**Instructions for the task**
A verbatim repetition of the data below is requested, without images.

****************

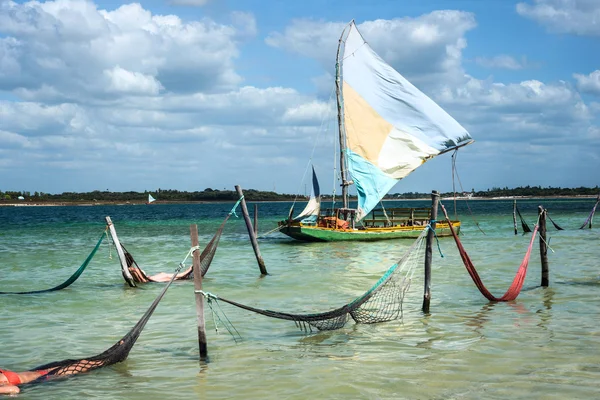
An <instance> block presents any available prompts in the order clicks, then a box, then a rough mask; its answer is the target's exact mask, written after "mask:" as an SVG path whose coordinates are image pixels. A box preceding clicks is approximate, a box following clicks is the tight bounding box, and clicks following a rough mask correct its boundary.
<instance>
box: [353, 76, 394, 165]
mask: <svg viewBox="0 0 600 400" xmlns="http://www.w3.org/2000/svg"><path fill="white" fill-rule="evenodd" d="M343 91H344V124H345V126H346V141H347V142H346V144H347V147H348V148H349V149H350V150H352V151H353V152H355V153H356V154H358V155H359V156H361V157H362V158H364V159H366V160H368V161H370V162H371V163H373V164H375V165H377V160H378V159H379V153H380V152H381V149H382V147H383V144H384V142H385V140H386V139H387V137H388V135H389V134H390V132H391V131H392V129H393V128H394V126H393V125H392V124H390V123H389V122H387V121H386V120H385V119H383V118H382V117H381V115H379V114H378V113H377V111H375V110H374V109H373V107H371V106H370V105H369V103H367V102H366V101H365V99H363V98H362V97H361V96H360V95H359V94H358V93H357V92H356V91H355V90H354V89H353V88H352V86H350V85H349V84H348V82H344V84H343ZM366 139H368V140H366Z"/></svg>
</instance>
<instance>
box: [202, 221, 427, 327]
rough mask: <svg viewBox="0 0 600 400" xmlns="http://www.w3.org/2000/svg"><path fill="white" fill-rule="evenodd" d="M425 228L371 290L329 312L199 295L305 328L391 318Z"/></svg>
mask: <svg viewBox="0 0 600 400" xmlns="http://www.w3.org/2000/svg"><path fill="white" fill-rule="evenodd" d="M428 230H429V229H424V230H423V232H422V233H421V235H420V236H419V237H418V238H417V240H415V242H414V243H413V245H412V246H411V247H410V249H408V250H407V251H406V253H405V254H404V255H403V256H402V258H401V259H400V260H399V261H398V262H397V263H396V264H394V265H392V266H391V267H390V268H389V269H388V271H387V272H386V273H385V274H384V275H383V276H382V277H381V278H380V279H379V281H377V283H375V285H373V287H372V288H371V289H369V290H368V291H367V292H366V293H365V294H363V295H362V296H360V297H358V298H357V299H355V300H354V301H352V302H350V303H348V304H346V305H344V306H342V307H339V308H337V309H335V310H332V311H327V312H323V313H317V314H291V313H287V312H279V311H271V310H264V309H259V308H255V307H251V306H247V305H244V304H241V303H237V302H235V301H232V300H227V299H225V298H223V297H217V296H215V295H213V294H210V293H206V292H202V294H203V295H204V296H205V297H206V298H207V299H208V301H209V304H210V303H211V302H212V301H218V300H221V301H223V302H225V303H228V304H231V305H233V306H236V307H239V308H242V309H244V310H248V311H252V312H255V313H258V314H261V315H265V316H267V317H271V318H278V319H284V320H288V321H294V322H295V323H296V325H297V326H299V327H300V328H302V329H303V330H305V331H310V330H312V329H311V327H314V328H316V329H318V330H334V329H339V328H342V327H343V326H344V325H345V324H346V322H348V320H349V319H350V318H352V319H353V320H354V321H355V322H357V323H364V324H373V323H377V322H386V321H391V320H394V319H397V318H399V317H401V316H402V302H403V300H404V295H405V294H406V292H407V290H408V289H409V287H410V282H411V279H412V274H413V272H414V270H415V266H416V265H417V264H418V263H419V262H422V260H423V254H422V247H423V246H422V245H423V242H424V241H425V237H426V235H427V232H428Z"/></svg>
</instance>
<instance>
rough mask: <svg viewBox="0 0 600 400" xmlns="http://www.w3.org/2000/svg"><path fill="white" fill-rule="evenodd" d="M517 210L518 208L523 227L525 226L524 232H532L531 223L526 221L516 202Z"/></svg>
mask: <svg viewBox="0 0 600 400" xmlns="http://www.w3.org/2000/svg"><path fill="white" fill-rule="evenodd" d="M515 210H517V214H518V215H519V218H520V219H521V227H522V228H523V233H528V232H531V228H530V227H529V225H527V222H525V219H524V218H523V216H522V215H521V212H520V211H519V208H518V207H517V206H516V204H515Z"/></svg>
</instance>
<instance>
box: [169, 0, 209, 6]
mask: <svg viewBox="0 0 600 400" xmlns="http://www.w3.org/2000/svg"><path fill="white" fill-rule="evenodd" d="M209 1H210V0H171V1H170V3H171V4H176V5H178V6H193V7H202V6H205V5H207V4H208V2H209Z"/></svg>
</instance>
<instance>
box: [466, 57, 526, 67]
mask: <svg viewBox="0 0 600 400" xmlns="http://www.w3.org/2000/svg"><path fill="white" fill-rule="evenodd" d="M475 63H476V64H479V65H481V66H483V67H486V68H500V69H511V70H519V69H524V68H527V67H529V66H530V65H531V64H530V63H529V62H528V61H527V57H525V56H523V57H521V59H520V60H517V59H516V58H514V57H512V56H509V55H506V54H500V55H497V56H494V57H491V58H487V57H476V58H475Z"/></svg>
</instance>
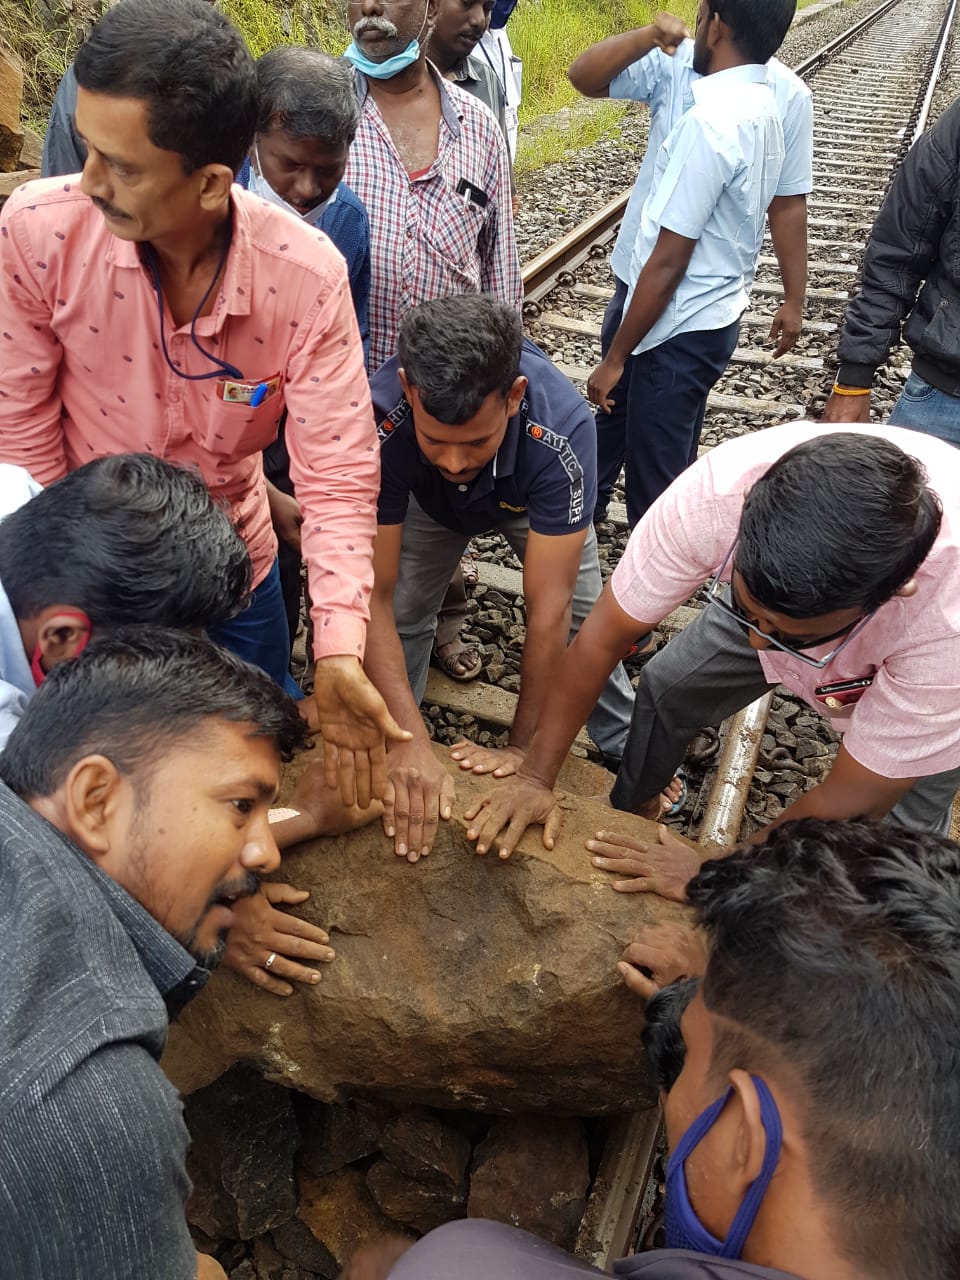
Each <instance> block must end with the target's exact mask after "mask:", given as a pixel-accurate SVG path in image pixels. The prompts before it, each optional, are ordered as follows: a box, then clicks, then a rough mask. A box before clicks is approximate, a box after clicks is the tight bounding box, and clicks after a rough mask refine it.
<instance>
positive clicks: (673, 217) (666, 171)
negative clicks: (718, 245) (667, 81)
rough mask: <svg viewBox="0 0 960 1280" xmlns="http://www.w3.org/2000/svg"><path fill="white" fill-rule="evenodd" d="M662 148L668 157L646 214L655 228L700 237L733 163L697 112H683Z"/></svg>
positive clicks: (646, 202) (726, 146) (730, 172)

****************

**Answer box**
An <instance> block presents any available prompts in the order clicks, then a box, then a rough mask; its answer is the target's exact mask, written after "mask:" as an SVG path whose coordinates are image pixels. A box preceding clicks is approximate, a box following clicks is the tight bounding box, and clicks following a rough mask correct its boundary.
<instance>
box: [353, 76, 394, 165]
mask: <svg viewBox="0 0 600 400" xmlns="http://www.w3.org/2000/svg"><path fill="white" fill-rule="evenodd" d="M343 91H344V124H345V126H346V141H347V142H346V144H347V147H348V148H349V149H350V150H352V151H353V152H355V153H356V154H358V155H359V156H361V157H362V158H364V159H366V160H368V161H370V162H371V163H373V164H375V165H377V160H378V159H379V153H380V152H381V149H382V147H383V144H384V142H385V140H386V139H387V137H388V135H389V134H390V132H391V131H392V129H393V128H394V126H393V125H392V124H390V123H389V122H387V121H386V120H385V119H383V118H382V117H381V115H379V114H378V113H377V111H375V110H374V109H373V107H371V106H370V105H369V103H367V102H366V101H365V99H363V98H362V97H361V96H360V95H359V94H358V93H357V92H356V91H355V90H354V89H353V88H352V86H350V85H349V84H348V82H344V84H343ZM366 139H368V140H366Z"/></svg>
</instance>
<instance>
box: [202, 221, 427, 327]
rough mask: <svg viewBox="0 0 600 400" xmlns="http://www.w3.org/2000/svg"><path fill="white" fill-rule="evenodd" d="M425 228L371 290L329 312L199 295L305 328L391 318Z"/></svg>
mask: <svg viewBox="0 0 600 400" xmlns="http://www.w3.org/2000/svg"><path fill="white" fill-rule="evenodd" d="M428 230H429V229H424V230H423V232H422V233H421V235H420V236H419V237H418V238H417V240H415V242H414V243H413V245H412V246H411V247H410V249H408V250H407V251H406V253H405V254H404V255H403V256H402V258H401V259H400V260H399V261H398V262H397V263H396V264H394V265H392V266H391V267H390V268H389V269H388V271H387V272H386V273H385V274H384V275H383V276H382V277H381V278H380V279H379V281H377V283H375V285H373V287H372V288H371V289H369V290H368V291H367V292H366V293H365V294H363V295H362V296H360V297H358V298H357V299H355V300H354V301H352V302H350V303H348V304H346V305H344V306H342V307H339V308H337V309H335V310H332V311H327V312H323V313H317V314H291V313H287V312H279V311H271V310H264V309H259V308H255V307H251V306H247V305H244V304H241V303H237V302H235V301H232V300H227V299H225V298H223V297H217V296H215V295H213V294H210V293H206V292H202V294H203V295H204V296H205V297H206V298H207V299H208V301H209V304H210V303H211V302H212V301H218V300H221V301H223V302H225V303H228V304H231V305H233V306H236V307H239V308H242V309H244V310H248V311H252V312H255V313H258V314H261V315H265V316H267V317H271V318H278V319H284V320H288V321H294V322H295V323H296V325H297V326H299V327H300V328H302V329H303V330H305V331H310V330H312V329H311V327H314V328H316V329H318V330H334V329H339V328H342V327H343V326H344V325H345V324H346V322H348V320H349V319H350V318H352V319H353V320H354V321H355V322H357V323H364V324H373V323H377V322H386V321H391V320H394V319H397V318H399V317H401V316H402V302H403V300H404V295H405V294H406V292H407V290H408V289H409V287H410V282H411V279H412V274H413V272H414V270H415V266H416V265H417V264H418V263H419V262H422V260H423V254H422V247H423V246H422V245H423V242H424V241H425V237H426V235H427V232H428Z"/></svg>
</instance>
<instance>
rough mask: <svg viewBox="0 0 600 400" xmlns="http://www.w3.org/2000/svg"><path fill="white" fill-rule="evenodd" d="M517 210L518 208L523 227L525 226L524 232H532L531 223L526 221L516 202Z"/></svg>
mask: <svg viewBox="0 0 600 400" xmlns="http://www.w3.org/2000/svg"><path fill="white" fill-rule="evenodd" d="M515 210H517V214H518V215H519V218H520V219H521V227H522V228H523V233H528V232H531V228H530V227H529V225H527V222H525V219H524V218H523V216H522V215H521V212H520V211H519V208H518V207H517V206H516V204H515Z"/></svg>
</instance>
<instance>
box: [169, 0, 209, 6]
mask: <svg viewBox="0 0 600 400" xmlns="http://www.w3.org/2000/svg"><path fill="white" fill-rule="evenodd" d="M209 1H210V0H171V1H170V3H171V4H176V5H178V6H193V7H202V6H205V5H207V4H208V2H209Z"/></svg>
</instance>
<instance>
box: [466, 57, 526, 67]
mask: <svg viewBox="0 0 600 400" xmlns="http://www.w3.org/2000/svg"><path fill="white" fill-rule="evenodd" d="M475 63H476V64H479V65H481V66H483V67H486V68H500V69H511V70H519V69H524V68H527V67H529V66H530V65H531V64H530V63H529V62H528V61H527V57H525V56H523V57H521V59H520V60H517V59H516V58H514V57H512V56H509V55H506V54H500V55H497V56H494V57H491V58H487V57H476V58H475Z"/></svg>
</instance>
Each <instance> block must end with the target's exact mask after "mask:", given as a pixel-accurate SVG path in image pixels. The prompts before it, each optional, are ordered as follows: a box, then clicks, then a rough mask. A box before clicks is approximate, a box after clicks is the tight bounding box, and clicks after a rough mask refine it.
<instance>
positive clicks: (673, 217) (666, 171)
negative clicks: (718, 245) (667, 81)
rough mask: <svg viewBox="0 0 960 1280" xmlns="http://www.w3.org/2000/svg"><path fill="white" fill-rule="evenodd" d="M662 148L668 157L646 214L655 228L700 237L733 163L697 112H683Z"/></svg>
positive clicks: (646, 202) (726, 146) (730, 172)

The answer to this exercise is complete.